◆ PROBLEM TO WORK ON ◆
What you give back must match the records below exactly.

[Extracted records]

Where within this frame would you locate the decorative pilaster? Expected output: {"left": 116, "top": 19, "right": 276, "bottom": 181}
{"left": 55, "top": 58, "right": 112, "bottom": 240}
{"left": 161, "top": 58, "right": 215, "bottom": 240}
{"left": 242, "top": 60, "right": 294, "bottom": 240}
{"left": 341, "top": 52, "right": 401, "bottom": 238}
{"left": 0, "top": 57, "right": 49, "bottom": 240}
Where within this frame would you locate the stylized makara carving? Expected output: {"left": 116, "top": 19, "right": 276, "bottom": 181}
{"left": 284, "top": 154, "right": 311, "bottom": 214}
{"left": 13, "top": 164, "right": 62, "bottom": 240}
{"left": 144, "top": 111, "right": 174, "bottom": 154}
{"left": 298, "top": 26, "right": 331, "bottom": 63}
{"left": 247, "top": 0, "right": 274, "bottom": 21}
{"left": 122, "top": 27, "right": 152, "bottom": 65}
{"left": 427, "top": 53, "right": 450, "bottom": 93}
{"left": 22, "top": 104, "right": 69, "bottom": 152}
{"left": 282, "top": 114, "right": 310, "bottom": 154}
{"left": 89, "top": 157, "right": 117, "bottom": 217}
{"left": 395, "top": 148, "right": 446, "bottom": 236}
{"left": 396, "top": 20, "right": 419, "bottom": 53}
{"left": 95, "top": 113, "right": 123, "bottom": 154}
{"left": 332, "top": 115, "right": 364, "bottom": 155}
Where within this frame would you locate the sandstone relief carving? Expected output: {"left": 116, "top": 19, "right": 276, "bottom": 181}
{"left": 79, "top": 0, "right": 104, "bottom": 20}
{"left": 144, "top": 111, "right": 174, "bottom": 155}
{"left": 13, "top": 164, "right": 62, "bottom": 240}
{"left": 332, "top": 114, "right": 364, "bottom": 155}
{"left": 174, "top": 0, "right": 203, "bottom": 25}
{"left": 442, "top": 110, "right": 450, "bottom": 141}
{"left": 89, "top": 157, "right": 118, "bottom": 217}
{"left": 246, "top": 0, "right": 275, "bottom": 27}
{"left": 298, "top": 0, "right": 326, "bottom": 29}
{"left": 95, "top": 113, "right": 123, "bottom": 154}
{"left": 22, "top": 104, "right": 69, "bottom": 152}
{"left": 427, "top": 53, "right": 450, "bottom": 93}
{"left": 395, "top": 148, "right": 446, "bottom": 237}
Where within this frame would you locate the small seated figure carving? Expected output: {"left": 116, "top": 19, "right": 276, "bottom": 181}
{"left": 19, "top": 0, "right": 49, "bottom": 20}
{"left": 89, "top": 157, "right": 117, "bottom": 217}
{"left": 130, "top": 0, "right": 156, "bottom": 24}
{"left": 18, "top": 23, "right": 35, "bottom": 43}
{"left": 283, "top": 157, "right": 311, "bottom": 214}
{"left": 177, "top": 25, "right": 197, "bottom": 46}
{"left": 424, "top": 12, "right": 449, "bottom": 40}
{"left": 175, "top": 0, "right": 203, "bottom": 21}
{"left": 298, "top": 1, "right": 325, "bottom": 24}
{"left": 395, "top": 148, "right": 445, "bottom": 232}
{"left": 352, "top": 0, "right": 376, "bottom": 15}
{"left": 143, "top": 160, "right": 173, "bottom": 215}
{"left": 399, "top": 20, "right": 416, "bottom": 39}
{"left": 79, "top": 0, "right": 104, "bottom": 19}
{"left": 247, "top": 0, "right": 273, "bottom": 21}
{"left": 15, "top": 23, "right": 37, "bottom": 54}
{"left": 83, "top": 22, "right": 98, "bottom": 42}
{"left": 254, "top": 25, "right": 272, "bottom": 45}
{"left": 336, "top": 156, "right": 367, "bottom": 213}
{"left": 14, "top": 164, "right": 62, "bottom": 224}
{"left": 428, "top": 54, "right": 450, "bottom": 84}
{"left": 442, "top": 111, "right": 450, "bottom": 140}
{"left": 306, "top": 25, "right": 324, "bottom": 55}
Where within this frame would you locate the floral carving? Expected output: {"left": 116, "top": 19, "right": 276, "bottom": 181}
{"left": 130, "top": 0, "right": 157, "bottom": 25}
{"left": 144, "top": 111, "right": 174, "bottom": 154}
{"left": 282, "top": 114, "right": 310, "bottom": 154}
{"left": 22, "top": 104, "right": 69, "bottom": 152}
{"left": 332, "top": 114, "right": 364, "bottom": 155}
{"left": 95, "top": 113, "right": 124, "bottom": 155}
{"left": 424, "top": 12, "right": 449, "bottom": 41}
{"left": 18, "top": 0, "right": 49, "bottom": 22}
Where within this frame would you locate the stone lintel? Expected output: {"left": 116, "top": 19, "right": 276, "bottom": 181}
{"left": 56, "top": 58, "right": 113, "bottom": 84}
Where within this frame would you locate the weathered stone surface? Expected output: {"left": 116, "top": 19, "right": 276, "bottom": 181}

◆ SOLUTION TO THE PROBLEM ◆
Where within this frame would you locate the decorative pilaster? Expected output: {"left": 116, "top": 19, "right": 276, "bottom": 181}
{"left": 55, "top": 58, "right": 112, "bottom": 240}
{"left": 161, "top": 58, "right": 215, "bottom": 240}
{"left": 242, "top": 60, "right": 294, "bottom": 240}
{"left": 341, "top": 52, "right": 401, "bottom": 238}
{"left": 0, "top": 57, "right": 49, "bottom": 240}
Where within this frame would you locate the stylized makara carving? Expected output: {"left": 116, "top": 19, "right": 276, "bottom": 181}
{"left": 284, "top": 154, "right": 311, "bottom": 214}
{"left": 13, "top": 164, "right": 62, "bottom": 240}
{"left": 144, "top": 111, "right": 174, "bottom": 154}
{"left": 298, "top": 26, "right": 331, "bottom": 63}
{"left": 247, "top": 0, "right": 274, "bottom": 21}
{"left": 122, "top": 27, "right": 152, "bottom": 65}
{"left": 427, "top": 53, "right": 450, "bottom": 93}
{"left": 22, "top": 104, "right": 69, "bottom": 152}
{"left": 282, "top": 114, "right": 310, "bottom": 154}
{"left": 89, "top": 157, "right": 117, "bottom": 217}
{"left": 395, "top": 148, "right": 446, "bottom": 236}
{"left": 396, "top": 20, "right": 419, "bottom": 53}
{"left": 95, "top": 113, "right": 123, "bottom": 154}
{"left": 332, "top": 115, "right": 364, "bottom": 155}
Where within this frame would you locate the sandstone relief carving? Expected output: {"left": 116, "top": 19, "right": 276, "bottom": 181}
{"left": 79, "top": 0, "right": 104, "bottom": 20}
{"left": 144, "top": 111, "right": 174, "bottom": 155}
{"left": 13, "top": 164, "right": 62, "bottom": 240}
{"left": 332, "top": 114, "right": 364, "bottom": 155}
{"left": 174, "top": 0, "right": 203, "bottom": 25}
{"left": 442, "top": 110, "right": 450, "bottom": 141}
{"left": 89, "top": 157, "right": 118, "bottom": 217}
{"left": 246, "top": 0, "right": 275, "bottom": 27}
{"left": 298, "top": 0, "right": 326, "bottom": 29}
{"left": 95, "top": 113, "right": 123, "bottom": 154}
{"left": 22, "top": 104, "right": 69, "bottom": 152}
{"left": 427, "top": 53, "right": 450, "bottom": 93}
{"left": 395, "top": 148, "right": 446, "bottom": 237}
Where within this frame would you locate the small seated figure carving? Expected output: {"left": 116, "top": 19, "right": 276, "bottom": 181}
{"left": 19, "top": 0, "right": 49, "bottom": 20}
{"left": 89, "top": 157, "right": 117, "bottom": 217}
{"left": 130, "top": 0, "right": 156, "bottom": 24}
{"left": 18, "top": 23, "right": 35, "bottom": 43}
{"left": 283, "top": 157, "right": 311, "bottom": 214}
{"left": 177, "top": 25, "right": 197, "bottom": 46}
{"left": 424, "top": 12, "right": 449, "bottom": 40}
{"left": 175, "top": 0, "right": 203, "bottom": 21}
{"left": 298, "top": 1, "right": 325, "bottom": 24}
{"left": 395, "top": 148, "right": 445, "bottom": 232}
{"left": 352, "top": 0, "right": 376, "bottom": 15}
{"left": 143, "top": 160, "right": 173, "bottom": 215}
{"left": 399, "top": 20, "right": 416, "bottom": 39}
{"left": 79, "top": 0, "right": 104, "bottom": 19}
{"left": 247, "top": 0, "right": 273, "bottom": 21}
{"left": 15, "top": 23, "right": 37, "bottom": 54}
{"left": 83, "top": 22, "right": 98, "bottom": 42}
{"left": 254, "top": 25, "right": 272, "bottom": 45}
{"left": 336, "top": 156, "right": 367, "bottom": 213}
{"left": 14, "top": 164, "right": 62, "bottom": 224}
{"left": 428, "top": 54, "right": 450, "bottom": 84}
{"left": 442, "top": 111, "right": 450, "bottom": 140}
{"left": 306, "top": 25, "right": 324, "bottom": 55}
Where within this frame would you locate the floral carving? Expected output: {"left": 116, "top": 19, "right": 276, "bottom": 181}
{"left": 130, "top": 0, "right": 157, "bottom": 25}
{"left": 144, "top": 111, "right": 174, "bottom": 154}
{"left": 282, "top": 114, "right": 310, "bottom": 154}
{"left": 22, "top": 104, "right": 69, "bottom": 152}
{"left": 332, "top": 114, "right": 364, "bottom": 155}
{"left": 95, "top": 113, "right": 124, "bottom": 155}
{"left": 424, "top": 12, "right": 449, "bottom": 41}
{"left": 18, "top": 0, "right": 49, "bottom": 22}
Where within this frame would you locate the stone lintel? Expected output: {"left": 116, "top": 19, "right": 276, "bottom": 181}
{"left": 56, "top": 58, "right": 113, "bottom": 84}
Where within this frame would you locate the weathered stone surface? Expected output: {"left": 116, "top": 19, "right": 276, "bottom": 181}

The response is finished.